__Problem statement__.
Reproduce the data in its entirety, exactly as written.

(Beginning of Dataset entries)

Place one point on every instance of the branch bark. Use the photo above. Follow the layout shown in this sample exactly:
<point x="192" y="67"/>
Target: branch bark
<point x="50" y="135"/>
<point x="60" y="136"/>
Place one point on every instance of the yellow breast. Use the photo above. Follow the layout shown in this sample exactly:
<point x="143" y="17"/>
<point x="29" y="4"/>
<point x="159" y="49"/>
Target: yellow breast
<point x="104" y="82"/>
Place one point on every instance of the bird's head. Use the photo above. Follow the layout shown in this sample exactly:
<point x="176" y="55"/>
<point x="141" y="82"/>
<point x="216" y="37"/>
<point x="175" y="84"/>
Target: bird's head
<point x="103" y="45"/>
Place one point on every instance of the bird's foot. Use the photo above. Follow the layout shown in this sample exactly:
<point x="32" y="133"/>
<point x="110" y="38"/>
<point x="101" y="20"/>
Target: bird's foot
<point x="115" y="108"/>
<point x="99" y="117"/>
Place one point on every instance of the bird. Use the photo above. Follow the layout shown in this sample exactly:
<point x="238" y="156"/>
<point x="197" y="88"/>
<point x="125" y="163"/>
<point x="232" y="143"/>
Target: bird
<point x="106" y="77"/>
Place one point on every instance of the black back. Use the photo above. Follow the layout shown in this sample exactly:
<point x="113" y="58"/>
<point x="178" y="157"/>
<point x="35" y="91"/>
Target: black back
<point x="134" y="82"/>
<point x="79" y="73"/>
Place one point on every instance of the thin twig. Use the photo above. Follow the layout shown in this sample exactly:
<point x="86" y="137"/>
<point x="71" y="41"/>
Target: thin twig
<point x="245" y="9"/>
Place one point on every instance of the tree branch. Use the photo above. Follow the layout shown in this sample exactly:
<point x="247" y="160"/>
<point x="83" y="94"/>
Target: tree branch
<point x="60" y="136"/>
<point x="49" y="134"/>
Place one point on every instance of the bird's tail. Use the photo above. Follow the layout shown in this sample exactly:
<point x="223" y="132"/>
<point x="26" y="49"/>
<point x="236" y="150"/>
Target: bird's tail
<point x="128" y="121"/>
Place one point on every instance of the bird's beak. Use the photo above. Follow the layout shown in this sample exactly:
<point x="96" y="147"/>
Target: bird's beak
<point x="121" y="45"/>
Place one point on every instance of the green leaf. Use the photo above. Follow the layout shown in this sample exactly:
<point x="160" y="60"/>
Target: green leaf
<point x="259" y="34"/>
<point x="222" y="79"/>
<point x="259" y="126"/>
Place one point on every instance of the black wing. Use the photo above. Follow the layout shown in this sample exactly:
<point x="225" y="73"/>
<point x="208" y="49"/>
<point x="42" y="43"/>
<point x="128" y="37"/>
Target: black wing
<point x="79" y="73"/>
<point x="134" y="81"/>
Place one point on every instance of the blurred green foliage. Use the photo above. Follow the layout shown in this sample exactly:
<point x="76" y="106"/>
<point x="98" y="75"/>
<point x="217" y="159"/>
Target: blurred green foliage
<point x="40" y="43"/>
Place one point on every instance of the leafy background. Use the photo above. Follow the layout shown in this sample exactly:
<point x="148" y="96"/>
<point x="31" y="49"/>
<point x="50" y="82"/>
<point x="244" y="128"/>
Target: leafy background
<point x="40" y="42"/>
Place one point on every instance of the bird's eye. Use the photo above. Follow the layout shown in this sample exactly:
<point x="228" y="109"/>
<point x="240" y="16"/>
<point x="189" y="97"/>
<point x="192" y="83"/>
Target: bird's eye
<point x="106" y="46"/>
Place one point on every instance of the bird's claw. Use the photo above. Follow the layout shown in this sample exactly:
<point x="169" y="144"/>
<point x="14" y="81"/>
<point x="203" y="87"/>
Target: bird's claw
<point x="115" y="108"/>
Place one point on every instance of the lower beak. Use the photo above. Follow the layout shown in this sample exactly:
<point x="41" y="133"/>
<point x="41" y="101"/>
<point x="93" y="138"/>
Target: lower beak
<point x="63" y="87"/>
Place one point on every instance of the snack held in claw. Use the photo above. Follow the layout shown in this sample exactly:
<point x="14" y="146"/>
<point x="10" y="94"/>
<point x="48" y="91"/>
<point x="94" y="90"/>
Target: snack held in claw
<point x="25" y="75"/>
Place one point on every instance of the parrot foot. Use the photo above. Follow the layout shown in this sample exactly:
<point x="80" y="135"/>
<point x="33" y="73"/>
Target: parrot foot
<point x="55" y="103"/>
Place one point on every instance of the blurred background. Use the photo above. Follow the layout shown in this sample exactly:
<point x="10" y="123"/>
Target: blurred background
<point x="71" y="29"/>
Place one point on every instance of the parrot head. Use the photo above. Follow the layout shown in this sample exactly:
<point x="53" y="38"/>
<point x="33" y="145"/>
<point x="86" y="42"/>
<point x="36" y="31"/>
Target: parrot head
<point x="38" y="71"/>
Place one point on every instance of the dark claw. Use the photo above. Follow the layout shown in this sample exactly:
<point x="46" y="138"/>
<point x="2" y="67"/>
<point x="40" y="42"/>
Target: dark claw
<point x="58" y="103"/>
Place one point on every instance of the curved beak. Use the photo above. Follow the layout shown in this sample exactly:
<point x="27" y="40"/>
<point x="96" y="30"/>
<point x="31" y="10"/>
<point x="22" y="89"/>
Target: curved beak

(End of Dataset entries)

__Finished exercise__.
Place one point on every instance of the branch bark. Use the photo above. Follow the layout shown in this sample exactly:
<point x="192" y="67"/>
Target: branch bark
<point x="50" y="135"/>
<point x="60" y="136"/>
Place one point on every instance of the yellow breast. Use the photo above. Follow the layout shown in this sample exactly:
<point x="143" y="17"/>
<point x="29" y="4"/>
<point x="159" y="49"/>
Target: yellow breast
<point x="104" y="82"/>
Place one point on every instance of the bird's head. Use the photo above. Follow the layout shown in this sample exactly:
<point x="176" y="55"/>
<point x="141" y="82"/>
<point x="216" y="37"/>
<point x="175" y="84"/>
Target: bird's head
<point x="103" y="45"/>
Place one point on every instance of the bird's foot. Use the photo above. Follow the layout shown in this sample exactly:
<point x="32" y="133"/>
<point x="110" y="38"/>
<point x="101" y="20"/>
Target: bird's foot
<point x="115" y="108"/>
<point x="99" y="117"/>
Place one point on every instance of the bird. Use the photo above. Follow the layout shown in this sample exactly:
<point x="238" y="156"/>
<point x="197" y="88"/>
<point x="125" y="163"/>
<point x="232" y="143"/>
Target: bird
<point x="106" y="77"/>
Place one point on every instance of the black back. Use the photo above. Follow the layout shown in this sample exactly:
<point x="113" y="58"/>
<point x="178" y="157"/>
<point x="35" y="91"/>
Target: black back
<point x="134" y="82"/>
<point x="79" y="73"/>
Place one point on every instance of the thin twig. Use the photo above. Follow the layout shown in this sample exactly:
<point x="86" y="137"/>
<point x="71" y="41"/>
Target: thin twig
<point x="245" y="9"/>
Place one point on every instance of the tree branch. Use the photo above. Follow the layout shown in this sample exactly:
<point x="247" y="160"/>
<point x="83" y="94"/>
Target: tree branch
<point x="60" y="136"/>
<point x="49" y="134"/>
Place one point on every instance of the bird's tail. Use the photo above. Follow the layout shown in this sample exactly:
<point x="223" y="132"/>
<point x="26" y="49"/>
<point x="236" y="150"/>
Target: bird's tail
<point x="128" y="121"/>
Place one point on every instance of the bird's beak. Use the photo above. Follow the layout shown in this sample exactly:
<point x="96" y="147"/>
Target: bird's beak
<point x="121" y="45"/>
Place one point on every instance of the green leaf. Use the photo above. Follow the layout shown in this sample exactly:
<point x="160" y="60"/>
Target: green leaf
<point x="259" y="34"/>
<point x="222" y="79"/>
<point x="259" y="126"/>
Place one point on every instance of the black wing. Use the photo above. Follow the layout shown in this sample exactly:
<point x="225" y="73"/>
<point x="208" y="49"/>
<point x="42" y="43"/>
<point x="128" y="37"/>
Target: black wing
<point x="79" y="73"/>
<point x="134" y="81"/>
Place one point on every instance of the blurred green foliage. Use the photo above. Follow the layout shown in this sample exactly:
<point x="76" y="106"/>
<point x="98" y="75"/>
<point x="217" y="159"/>
Target: blurred green foliage
<point x="40" y="43"/>
Place one point on every instance of the leafy background. Use the photo above. Follow the layout shown in this sample exactly:
<point x="148" y="96"/>
<point x="31" y="49"/>
<point x="50" y="82"/>
<point x="244" y="128"/>
Target: leafy background
<point x="40" y="42"/>
Place one point on every instance of the bird's eye. Use the photo above. Follow the layout shown in this sample exactly:
<point x="228" y="109"/>
<point x="240" y="16"/>
<point x="189" y="97"/>
<point x="192" y="83"/>
Target: bird's eye
<point x="106" y="46"/>
Place one point on every instance of the bird's claw. Use the photo above. Follow the layout shown in this sample exactly:
<point x="169" y="144"/>
<point x="14" y="81"/>
<point x="203" y="87"/>
Target: bird's claw
<point x="115" y="108"/>
Place one point on every instance of the lower beak. Use the photo above. Follow the layout shown in this sample exactly:
<point x="41" y="133"/>
<point x="41" y="101"/>
<point x="93" y="138"/>
Target: lower beak
<point x="63" y="87"/>
Place one point on every instance of the snack held in claw. Use the photo above. Follow the layout shown in this sample exactly:
<point x="14" y="146"/>
<point x="10" y="94"/>
<point x="48" y="91"/>
<point x="94" y="90"/>
Target: snack held in claw
<point x="25" y="75"/>
Place one point on every instance of the parrot foot. Use the photo above. Follow the layout shown in this sample exactly:
<point x="80" y="135"/>
<point x="33" y="73"/>
Target: parrot foot
<point x="55" y="103"/>
Place one point on every instance of the blurred background. Use the photo above. Follow the layout shown in this sample exactly:
<point x="10" y="123"/>
Target: blurred background
<point x="71" y="29"/>
Place one point on every instance of the parrot head. Use the photo above. Follow the layout shown in this sample exactly:
<point x="53" y="38"/>
<point x="33" y="145"/>
<point x="86" y="42"/>
<point x="36" y="31"/>
Target: parrot head
<point x="38" y="71"/>
Place one point on every instance of the dark claw. Use the photo above. Follow the layout shown in this sample exactly:
<point x="46" y="138"/>
<point x="2" y="67"/>
<point x="40" y="42"/>
Target: dark claw
<point x="58" y="103"/>
Place one point on every instance of the curved beak. Use the photo above. Follow the layout shown in this sample exactly:
<point x="27" y="40"/>
<point x="96" y="30"/>
<point x="31" y="10"/>
<point x="22" y="89"/>
Target: curved beak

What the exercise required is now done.